> _SET PROBLEM_
Repeat all of the data below word for word, but leave out the pictures.

> _DATA ROWS_
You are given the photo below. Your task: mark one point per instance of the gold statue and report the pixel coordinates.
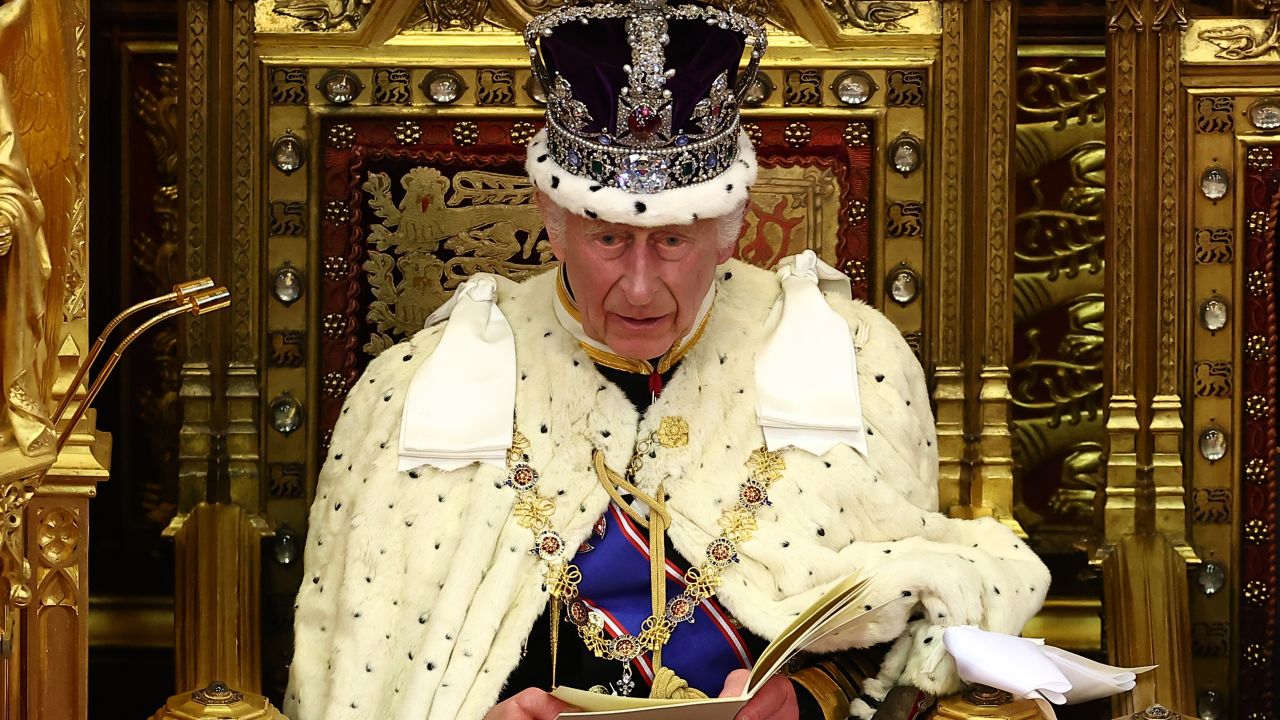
(24, 273)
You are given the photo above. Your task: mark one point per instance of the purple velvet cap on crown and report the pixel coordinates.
(590, 57)
(643, 109)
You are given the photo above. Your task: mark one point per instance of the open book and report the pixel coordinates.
(841, 610)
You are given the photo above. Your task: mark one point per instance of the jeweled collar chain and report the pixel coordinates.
(737, 524)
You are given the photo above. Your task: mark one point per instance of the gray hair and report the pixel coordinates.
(728, 226)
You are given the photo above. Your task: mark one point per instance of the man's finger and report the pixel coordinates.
(539, 705)
(775, 701)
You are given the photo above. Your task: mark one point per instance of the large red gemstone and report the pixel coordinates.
(643, 122)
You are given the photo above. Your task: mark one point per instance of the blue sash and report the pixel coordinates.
(616, 582)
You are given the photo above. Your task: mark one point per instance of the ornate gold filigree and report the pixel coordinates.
(534, 513)
(1240, 42)
(672, 432)
(159, 260)
(1256, 592)
(448, 14)
(408, 132)
(1256, 347)
(798, 135)
(324, 16)
(485, 220)
(1061, 92)
(766, 465)
(876, 16)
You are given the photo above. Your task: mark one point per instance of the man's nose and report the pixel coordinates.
(639, 273)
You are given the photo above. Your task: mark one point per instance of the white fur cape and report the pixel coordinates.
(420, 587)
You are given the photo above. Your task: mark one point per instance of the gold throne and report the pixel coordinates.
(1074, 231)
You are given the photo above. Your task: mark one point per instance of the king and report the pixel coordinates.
(634, 470)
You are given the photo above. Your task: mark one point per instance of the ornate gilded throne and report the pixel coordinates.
(1069, 209)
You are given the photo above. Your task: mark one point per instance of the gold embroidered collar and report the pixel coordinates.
(570, 317)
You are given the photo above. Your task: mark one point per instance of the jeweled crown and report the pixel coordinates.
(644, 95)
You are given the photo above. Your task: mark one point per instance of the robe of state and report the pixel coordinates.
(420, 587)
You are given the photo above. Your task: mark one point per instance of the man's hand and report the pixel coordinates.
(529, 703)
(775, 701)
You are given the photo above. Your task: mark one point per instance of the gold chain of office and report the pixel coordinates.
(737, 524)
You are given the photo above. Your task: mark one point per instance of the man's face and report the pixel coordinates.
(639, 288)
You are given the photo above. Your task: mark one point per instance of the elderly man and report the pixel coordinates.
(630, 472)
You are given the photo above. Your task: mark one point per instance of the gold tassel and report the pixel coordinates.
(670, 686)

> _SOLVED PROBLEM_
You are given the photo below. Your task: mark one point per instance of the gold statue and report the pixel coordinates.
(24, 273)
You are given the photo above. Your task: mark one point per instance of the purple velvet cap on crown and report the pixel coordinates.
(590, 57)
(643, 109)
You are given the photo above. Your task: mark one point per instance of the open book and report the pixel coordinates.
(841, 610)
You are given the photo above. Your task: mark one point per instance of the jeweled collar chain and report the pixel coordinates.
(737, 524)
You are given the photo above. Your task: mark one point per instance of the gray hair and report the pixel coordinates.
(728, 226)
You are given the photo above. Your task: mark one point per instance of the man's finger and report the pixel coordinates.
(539, 705)
(775, 701)
You are given the photo above. Your task: mark one point per instance of the large red gemstone and report the pixel coordinates.
(643, 122)
You are given the photo above. Your task: mark one point per instance of the blue sash and report the pixel coordinates.
(616, 582)
You are given the photo above. Your task: mark one point per instance of the ornate gold filigree and report the pixel coordinates.
(534, 513)
(1240, 42)
(672, 432)
(159, 260)
(1256, 592)
(448, 14)
(408, 132)
(1256, 347)
(798, 135)
(324, 16)
(485, 220)
(1061, 92)
(766, 465)
(876, 16)
You are given the photo above. Your task: mark one point per instance of the man's nose and report the pixel coordinates.
(639, 273)
You are given the photo above. Your task: mark one point per instance of the white fur cape and report the pixel coordinates.
(420, 587)
You are given the photo above. Your task: mark one point per instance of the gold throne and report the pixel coordinates.
(1074, 231)
You are given the photo above. Your task: mark one point per instance of the king and report the pixel coordinates.
(634, 470)
You are given the photo above. Your task: mark one point per instance of the ornate gilded throne and report the pixel coordinates.
(1069, 209)
You are given the photo above. Your task: mark one point per instance of the gold embroidered collar and report the pixel coordinates.
(570, 317)
You are given the photo above. Your task: mark one point per instance of the jeweled crown and report the pixel coordinates.
(644, 95)
You are given the photo above. Your task: mark one point per instance of the robe of state and report the pixel coordinates.
(420, 587)
You are given the photo above. Your task: mark one point per instance of the man's hand and report the pixel coordinates.
(529, 703)
(775, 701)
You are given the photo above. Your task: mark one point per instance of the gold chain of office and report the pixel coordinates.
(737, 524)
You are given the photo above. Your task: mark one point per instance of the man's face and report the pixel coordinates.
(639, 288)
You are given the photo above. Your task: mark one point per instance of the elderly man and report the pixel coordinates.
(630, 472)
You are given the photo above. Your task: mark one point per instance of the gold tassel and report the pixel coordinates.
(670, 686)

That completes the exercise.